Page text >>
::::::::

Xcel also relies upon Board of Education of School District of City of Detroit v. Michigan Bell Telephone Corp., 232 N.W.2d 633 (Mich. 1975). In that case, the Michigan Supreme Court held that a local school board could not order a utility company to remove its facilities without compensation. The court held that the school board did not have legislative authority to make such an order. Id. at 634. In that case, the school board claimed authority from language in the state school code authorizing the board to "do all other things necessary" for the proper maintenance of the schools. The court held that this language was too vague to give the school board a "police power by necessity." Id. The school board's argument was also based on the Plat Act, which authorized the "governing body" of a municipality to seek changes to land plats. Id. The court also rejected this argument, holding that the school board was clearly not a "governing body" of any municipality. Id. In the present case, MnDOT does not rely on such vague language as the permission to "do all other things," nor does its authorizing statute impose restrictions comparable to the Michigan Plat Act. On the contrary, Minn. Stat. § 174.35 is explicitly directed at MnDOT, and clearly authorizes the department to construct LRT. The vagaries present in Michigan Bell are not present here, so that case does not control.

::::::::

Recorded information >>
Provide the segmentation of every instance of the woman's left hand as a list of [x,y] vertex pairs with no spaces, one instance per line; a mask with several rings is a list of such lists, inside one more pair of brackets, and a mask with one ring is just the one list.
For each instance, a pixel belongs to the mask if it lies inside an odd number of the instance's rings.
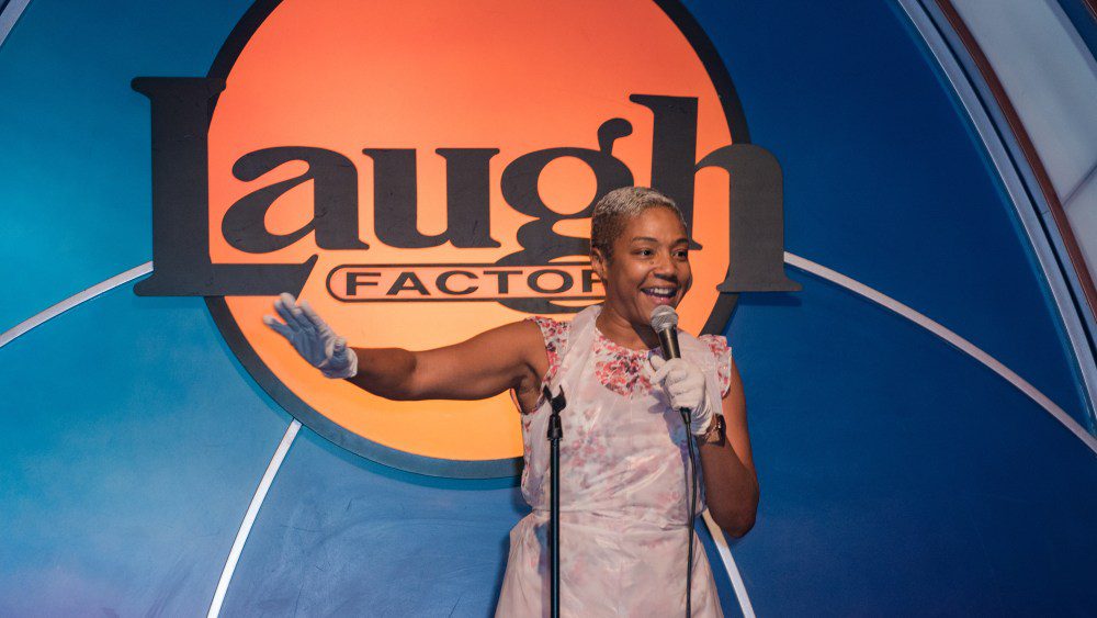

::::::::

Prompt >> Continue the court opinion on MnDOT's authority over Xcel's utility facilities, picking up after its last sentence.

Solved problem >>
Last, Xcel relies upon Detroit Edison Co. v. Southeastern Michigan Transportation Auth., 410 N.W.2d 295 (Mich.Ct.App. 1987). In that case, which also involved light rail, the Michigan Court of Appeals upheld a transit authority's power to order a utility to pay for relocating its facilities when a statute granted the transit authority "all the powers of a public corporation." Id. at 298. Xcel claims that this grant of authority is far greater than that given to MnDOT. The Court disagrees. As discussed above, Minn. Stat. § 174.35 allows MnDOT to "exercise the powers granted" in chapter 174, the chapter that governs the entire department. This Court finds such delegation of authority equally broad as that in Detroit Edison, and clearly designed to accomplish the same end.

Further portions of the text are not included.